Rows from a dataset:
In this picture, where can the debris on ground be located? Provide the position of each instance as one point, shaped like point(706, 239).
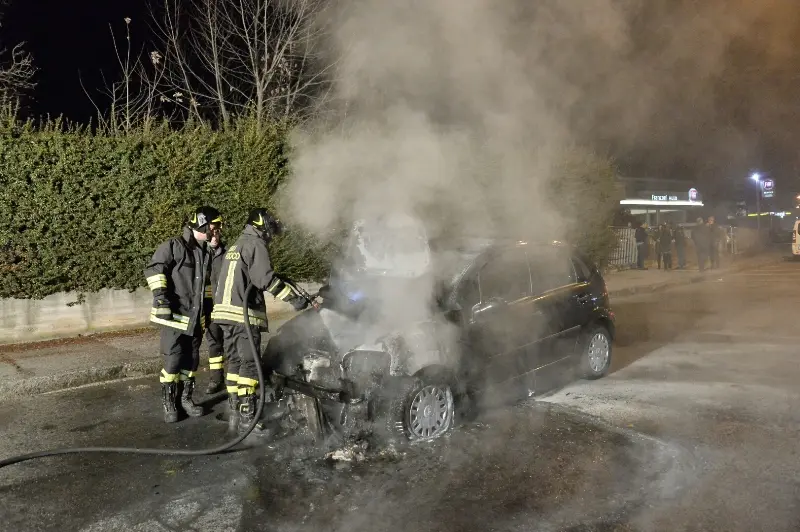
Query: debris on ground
point(355, 452)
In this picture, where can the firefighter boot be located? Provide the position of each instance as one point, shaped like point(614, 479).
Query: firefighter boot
point(233, 412)
point(247, 413)
point(191, 409)
point(217, 383)
point(169, 397)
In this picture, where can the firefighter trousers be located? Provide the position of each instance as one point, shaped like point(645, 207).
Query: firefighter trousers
point(214, 338)
point(241, 376)
point(181, 354)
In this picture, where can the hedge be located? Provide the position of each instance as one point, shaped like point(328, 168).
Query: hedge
point(84, 211)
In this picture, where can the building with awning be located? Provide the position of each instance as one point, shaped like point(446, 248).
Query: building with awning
point(656, 201)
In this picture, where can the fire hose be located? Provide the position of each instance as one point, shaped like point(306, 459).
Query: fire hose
point(179, 452)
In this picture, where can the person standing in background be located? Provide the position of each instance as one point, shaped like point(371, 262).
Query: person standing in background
point(680, 246)
point(641, 246)
point(701, 238)
point(665, 245)
point(714, 240)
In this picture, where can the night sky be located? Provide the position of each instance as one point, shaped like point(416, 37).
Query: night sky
point(756, 95)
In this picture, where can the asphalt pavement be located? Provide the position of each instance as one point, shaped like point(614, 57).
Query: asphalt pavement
point(695, 429)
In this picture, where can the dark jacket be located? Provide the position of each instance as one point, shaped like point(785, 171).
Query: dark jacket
point(680, 238)
point(247, 261)
point(177, 275)
point(665, 240)
point(641, 235)
point(701, 236)
point(217, 256)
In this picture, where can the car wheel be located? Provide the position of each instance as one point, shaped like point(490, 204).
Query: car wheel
point(424, 410)
point(596, 352)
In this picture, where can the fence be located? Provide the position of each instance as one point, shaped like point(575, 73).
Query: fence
point(624, 255)
point(737, 241)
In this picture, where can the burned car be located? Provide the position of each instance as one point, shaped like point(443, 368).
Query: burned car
point(410, 343)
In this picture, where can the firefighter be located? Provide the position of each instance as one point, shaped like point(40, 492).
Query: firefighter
point(178, 274)
point(245, 262)
point(214, 338)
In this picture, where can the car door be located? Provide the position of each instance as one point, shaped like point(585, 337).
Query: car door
point(557, 293)
point(499, 321)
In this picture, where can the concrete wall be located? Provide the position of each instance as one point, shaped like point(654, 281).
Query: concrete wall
point(59, 315)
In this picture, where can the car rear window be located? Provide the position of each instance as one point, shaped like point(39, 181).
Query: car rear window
point(550, 271)
point(584, 272)
point(506, 277)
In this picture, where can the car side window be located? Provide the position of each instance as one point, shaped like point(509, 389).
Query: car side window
point(506, 277)
point(550, 271)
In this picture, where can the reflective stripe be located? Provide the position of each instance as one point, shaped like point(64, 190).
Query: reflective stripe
point(168, 377)
point(157, 281)
point(238, 317)
point(274, 286)
point(228, 294)
point(244, 381)
point(177, 322)
point(233, 309)
point(286, 292)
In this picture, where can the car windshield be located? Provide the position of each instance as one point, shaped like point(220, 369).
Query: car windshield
point(391, 249)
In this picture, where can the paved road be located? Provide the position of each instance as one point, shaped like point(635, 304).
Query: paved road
point(696, 429)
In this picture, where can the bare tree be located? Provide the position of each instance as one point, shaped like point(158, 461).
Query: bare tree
point(234, 57)
point(135, 99)
point(16, 70)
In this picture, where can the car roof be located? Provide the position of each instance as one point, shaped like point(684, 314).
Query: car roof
point(454, 260)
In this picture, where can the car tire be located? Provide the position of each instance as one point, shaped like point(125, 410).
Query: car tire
point(423, 409)
point(595, 352)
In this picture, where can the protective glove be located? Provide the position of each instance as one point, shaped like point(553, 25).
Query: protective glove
point(161, 304)
point(299, 303)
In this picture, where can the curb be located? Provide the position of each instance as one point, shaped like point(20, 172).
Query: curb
point(152, 366)
point(73, 379)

Exercise description:
Reproduce every row above line for line, without changing a character, but leave out the pictures.

Final result:
In this picture, where can the debris on ground be located? Provide the position of each instance as one point, shaped like point(706, 239).
Query: debris on ground
point(355, 452)
In this picture, where can the firefighter boot be located? Provide the position of each instance as one point, shaped like point(614, 479).
Query: firefighter boot
point(233, 412)
point(247, 413)
point(191, 409)
point(217, 383)
point(169, 397)
In this picture, where can the firefighter trousers be located? Provide the position of each instance as one point, shaped like point(645, 207).
Query: firefighter trousers
point(214, 338)
point(241, 376)
point(181, 354)
In this picture, where can the hedge be located? Provide the position of each instance as one point, shaped like point(328, 168).
Query: hedge
point(84, 211)
In this picture, where can the building with awning be located? Provide the position of each instance as one point, shaped like point(446, 248).
Query: building with awning
point(656, 201)
In this picture, where can the fire hose be located? Provide the position of each instance as one point, shaped like point(306, 459).
Query: fire hose
point(179, 452)
In this picture, where can the person standing in background be located? Provide the position of each instance as one point, shaped like point(371, 262).
Query: person standing in background
point(680, 246)
point(641, 246)
point(701, 238)
point(665, 245)
point(714, 240)
In this picture, where can the night sky be located? Provide the position of each instance as one point, shaped like point(416, 37).
Query: night sky
point(756, 95)
In this picture, where can the asphalt pavement be located? Provide the position of each instance as one point, shaped like point(614, 57).
Query: asphalt pavement
point(695, 429)
In this picture, where can the dark jacket be located? Provide the position of each instance as one point, shaped like point(785, 171).
Query: dark jacket
point(680, 238)
point(247, 261)
point(177, 275)
point(665, 240)
point(641, 235)
point(701, 236)
point(217, 256)
In this picture, where can the car wheel be located? Provide the position of each instance as one point, shaped like point(490, 204).
Query: car wheel
point(424, 410)
point(596, 352)
In this picture, where can the fence be located? Provide the position of each instance as one point, shaped like point(575, 73).
Query: fence
point(624, 255)
point(737, 241)
In this picture, where can the burned car be located? Provide the position of each instance as one point, shaped like point(443, 368).
Query: burned car
point(410, 343)
In this picture, where can the firefighter be located? Provide the position of each instance as one point, shaped like point(40, 492).
Query: firefighter
point(178, 274)
point(245, 262)
point(214, 338)
In this picture, where can the car door be located? Provide the position of each instance as one point, shaped like point(585, 337).
Query: car door
point(557, 293)
point(499, 321)
In this picture, where can the concrete wall be located? Provide the position of each instance as one point, shaped like point(654, 281).
Query: concrete wall
point(59, 315)
In this picture, where can the car rear window be located? Provide the position of each instance as one point, shaped like point(39, 181).
Query: car rear window
point(550, 271)
point(584, 272)
point(506, 277)
In this picture, where can the car side window be located? Provide the position of each instance as one point, shaped like point(509, 389).
Query: car side window
point(506, 277)
point(550, 271)
In this picture, where can the reflective stripe be located? Provide the position of each instance as one point, shaped like point(64, 190).
Query: reflective stripe
point(168, 377)
point(157, 281)
point(238, 317)
point(274, 286)
point(228, 294)
point(244, 381)
point(177, 322)
point(233, 309)
point(286, 292)
In this picture, where can the car windshield be located? Provide the position of each instance as one point, shaped like point(220, 369).
Query: car windshield
point(391, 249)
In this picture, where can the paved road be located? Provide the position of each instance as one point, shaped like point(635, 304).
Query: paved road
point(696, 429)
In this picture, where can the bare tree be located? Provide the position of each instance as one point, shaped like point(158, 461).
Query: bare tree
point(234, 57)
point(135, 99)
point(16, 70)
In this picture, where can the car roof be located? Provide the position of each instance as one point, shaped like point(684, 314).
Query: car roof
point(454, 260)
In this picture, where can the car tire be located? Provide the position of each instance as one point, shaped like point(125, 410).
Query: car tire
point(423, 409)
point(595, 352)
In this picture, where can the protective glove be located? Provide the position of each instance as one point, shaped like point(553, 25).
Query: protective glove
point(161, 304)
point(299, 303)
In this picture, where can the curb be located? Provide the position of each instance as one point, shaped like point(20, 172).
Query: curb
point(152, 366)
point(73, 379)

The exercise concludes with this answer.